Consigne 1 =>
Recopiez fidèlement le passage de l'homélie du Jeudi Saint qui va de « Aujourd’hui commence le » jusqu'à « pour sa protection. ».
Consigne 2 =>
Répondez à ces questions sur l'homélie du Jeudi Saint :
(a) En combien de jours l'homélie résume-t-elle la vie de Jésus ?
(b) Pour les Juifs, qu'est-ce qui est rappelé et actualisé dans la Pâque ?
(c) Quels deux récits présentent, selon l'homélie, la même réalité ?
Consigne 3 =>
D'après l'homélie du Jeudi Saint, pourquoi ne célèbre-t-on pas la mort de Jésus, mais son don de soi ? Répondez en une à trois phrases.

Texte =>

---

Homélie du Jeudi Saint 2020

 Jean 13, 1-15 Année A 9 04 20

Aujourd’hui commence le Triduum Pascal. La vie de Jésus en trois jours : ses paroles, ses signes, son enseignement, son réconfort, son espérance, sa prière… De nombreux éléments sont présents dans chacune des célébrations. Le Jeudi Saint a le goût d’un testament.

Le cadre de la célébration d’aujourd’hui est la Pâque. Pour les Juifs, la Pâque est un mémorial dans lequel l’amour de Dieu, qui sauve son peuple, est rappelé et actualisé. Cette fête était célébrée dans un rassemblement familial où ils se souvenaient de la libération de leurs ancêtres du joug des égyptiens, partageaient leur nourriture et, surtout, bénissaient Dieu pour sa protection.

Voilà ce que Jésus a célébré cette nuit-là avec ses disciples et, par ses gestes et ses paroles, il a donné un sens nouveau à la Pâque juive. Le passage de l’esclavage à la libération du peuple d’Israël devient le passage de la mort à la vie de Jésus. C’est sa Pâque. Sa Résurrection. Voici l’essentiel.

Donner. Autour de la table, une nouvelle vie est née. Les récits de l’institution de l’Eucharistie et du lavement des pieds sont deux gestes différents, mais ils présentent la même réalité : le don de Jésus. Avec ces gestes, Jésus donne un sens nouveau aux événements qui vont suivre. Ce ne sont pas les autres qui lui ôtent la vie, mais c’est lui-même qui la donne. Nous ne célébrons pas la mort de Jésus, mais le don de soi pour nous.

---

Données enregistrées =>

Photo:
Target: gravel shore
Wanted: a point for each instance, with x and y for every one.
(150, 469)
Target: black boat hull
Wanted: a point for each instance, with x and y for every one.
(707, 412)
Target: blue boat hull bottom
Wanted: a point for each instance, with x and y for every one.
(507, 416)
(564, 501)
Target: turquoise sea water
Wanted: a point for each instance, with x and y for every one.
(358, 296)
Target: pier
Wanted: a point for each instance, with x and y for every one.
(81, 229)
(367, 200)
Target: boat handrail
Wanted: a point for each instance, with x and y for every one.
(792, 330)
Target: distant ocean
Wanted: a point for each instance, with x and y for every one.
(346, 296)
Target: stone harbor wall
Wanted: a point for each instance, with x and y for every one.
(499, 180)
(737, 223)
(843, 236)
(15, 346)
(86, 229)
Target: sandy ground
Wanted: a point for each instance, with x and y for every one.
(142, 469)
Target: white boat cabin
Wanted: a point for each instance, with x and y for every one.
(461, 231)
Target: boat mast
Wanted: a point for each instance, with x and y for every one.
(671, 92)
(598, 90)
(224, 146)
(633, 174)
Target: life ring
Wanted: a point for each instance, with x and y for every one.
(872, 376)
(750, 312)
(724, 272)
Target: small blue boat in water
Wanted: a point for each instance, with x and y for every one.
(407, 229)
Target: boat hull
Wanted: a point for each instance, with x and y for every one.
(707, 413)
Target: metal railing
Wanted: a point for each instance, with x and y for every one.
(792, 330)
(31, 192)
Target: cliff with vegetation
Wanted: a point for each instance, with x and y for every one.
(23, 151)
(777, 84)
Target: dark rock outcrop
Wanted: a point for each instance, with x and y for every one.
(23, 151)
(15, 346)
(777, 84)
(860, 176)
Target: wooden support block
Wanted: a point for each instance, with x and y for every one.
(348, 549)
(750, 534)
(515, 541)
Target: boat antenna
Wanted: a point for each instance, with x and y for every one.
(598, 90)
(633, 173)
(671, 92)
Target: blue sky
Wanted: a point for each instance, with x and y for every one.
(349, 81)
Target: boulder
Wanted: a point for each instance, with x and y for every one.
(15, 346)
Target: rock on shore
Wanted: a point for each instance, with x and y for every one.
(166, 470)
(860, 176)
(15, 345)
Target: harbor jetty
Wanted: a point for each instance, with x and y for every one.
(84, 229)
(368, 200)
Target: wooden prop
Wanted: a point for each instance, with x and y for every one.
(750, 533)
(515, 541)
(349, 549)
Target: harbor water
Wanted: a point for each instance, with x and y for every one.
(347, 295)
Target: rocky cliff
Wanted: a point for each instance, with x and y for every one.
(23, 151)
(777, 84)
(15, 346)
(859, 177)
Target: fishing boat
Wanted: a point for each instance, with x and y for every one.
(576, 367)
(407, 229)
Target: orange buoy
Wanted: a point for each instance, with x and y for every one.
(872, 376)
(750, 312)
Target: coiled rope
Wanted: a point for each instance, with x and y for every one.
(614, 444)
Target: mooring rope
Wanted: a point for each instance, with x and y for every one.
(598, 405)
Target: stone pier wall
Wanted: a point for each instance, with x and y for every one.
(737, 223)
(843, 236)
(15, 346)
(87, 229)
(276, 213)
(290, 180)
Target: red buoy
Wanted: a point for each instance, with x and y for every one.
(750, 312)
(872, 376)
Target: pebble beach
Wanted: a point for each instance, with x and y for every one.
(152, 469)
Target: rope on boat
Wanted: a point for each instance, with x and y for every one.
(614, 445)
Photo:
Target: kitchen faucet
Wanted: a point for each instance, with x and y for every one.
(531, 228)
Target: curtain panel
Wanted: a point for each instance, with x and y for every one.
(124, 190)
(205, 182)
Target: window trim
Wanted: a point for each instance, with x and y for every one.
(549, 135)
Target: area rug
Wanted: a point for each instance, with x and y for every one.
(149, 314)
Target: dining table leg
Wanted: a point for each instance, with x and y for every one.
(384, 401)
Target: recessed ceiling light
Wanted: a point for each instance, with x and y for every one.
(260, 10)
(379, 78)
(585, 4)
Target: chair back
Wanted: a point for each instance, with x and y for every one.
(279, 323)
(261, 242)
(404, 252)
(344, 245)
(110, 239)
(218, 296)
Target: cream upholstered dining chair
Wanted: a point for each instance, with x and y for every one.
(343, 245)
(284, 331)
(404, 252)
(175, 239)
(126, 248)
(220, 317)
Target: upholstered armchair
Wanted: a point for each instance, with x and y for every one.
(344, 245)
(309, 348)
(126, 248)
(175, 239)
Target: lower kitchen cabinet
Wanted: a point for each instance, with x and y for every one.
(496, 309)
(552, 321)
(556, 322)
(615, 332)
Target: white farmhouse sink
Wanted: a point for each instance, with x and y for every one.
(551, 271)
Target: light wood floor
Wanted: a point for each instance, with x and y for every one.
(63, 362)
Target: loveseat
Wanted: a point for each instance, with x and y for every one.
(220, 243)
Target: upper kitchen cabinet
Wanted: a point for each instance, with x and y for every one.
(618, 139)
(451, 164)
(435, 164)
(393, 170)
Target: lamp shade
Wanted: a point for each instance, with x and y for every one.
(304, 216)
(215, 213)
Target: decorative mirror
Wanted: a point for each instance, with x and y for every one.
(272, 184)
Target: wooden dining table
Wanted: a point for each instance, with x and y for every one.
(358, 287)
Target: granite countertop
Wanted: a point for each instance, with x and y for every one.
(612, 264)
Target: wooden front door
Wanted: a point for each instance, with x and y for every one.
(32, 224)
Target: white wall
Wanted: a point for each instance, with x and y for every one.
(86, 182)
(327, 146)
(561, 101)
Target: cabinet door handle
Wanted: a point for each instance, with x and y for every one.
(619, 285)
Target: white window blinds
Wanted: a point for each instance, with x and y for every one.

---

Bonne réponse 1 =>
Aujourd’hui commence le Triduum Pascal. La vie de Jésus en trois jours : ses paroles, ses signes, son enseignement, son réconfort, son espérance, sa prière… De nombreux éléments sont présents dans chacune des célébrations. Le Jeudi Saint a le goût d’un testament.

Le cadre de la célébration d’aujourd’hui est la Pâque. Pour les Juifs, la Pâque est un mémorial dans lequel l’amour de Dieu, qui sauve son peuple, est rappelé et actualisé. Cette fête était célébrée dans un rassemblement familial où ils se souvenaient de la libération de leurs ancêtres du joug des égyptiens, partageaient leur nourriture et, surtout, bénissaient Dieu pour sa protection.

Bonne réponse 2 =>
(a) En trois jours.
(b) L'amour de Dieu, qui sauve son peuple.
(c) Le récit de l'institution de l'Eucharistie et celui du lavement des pieds.

Bonne réponse 3 =>
Parce que ce ne sont pas les autres qui lui ôtent la vie : c'est Jésus lui-même qui la donne. Par ses gestes autour de la table, il donne un sens nouveau aux événements qui vont suivre.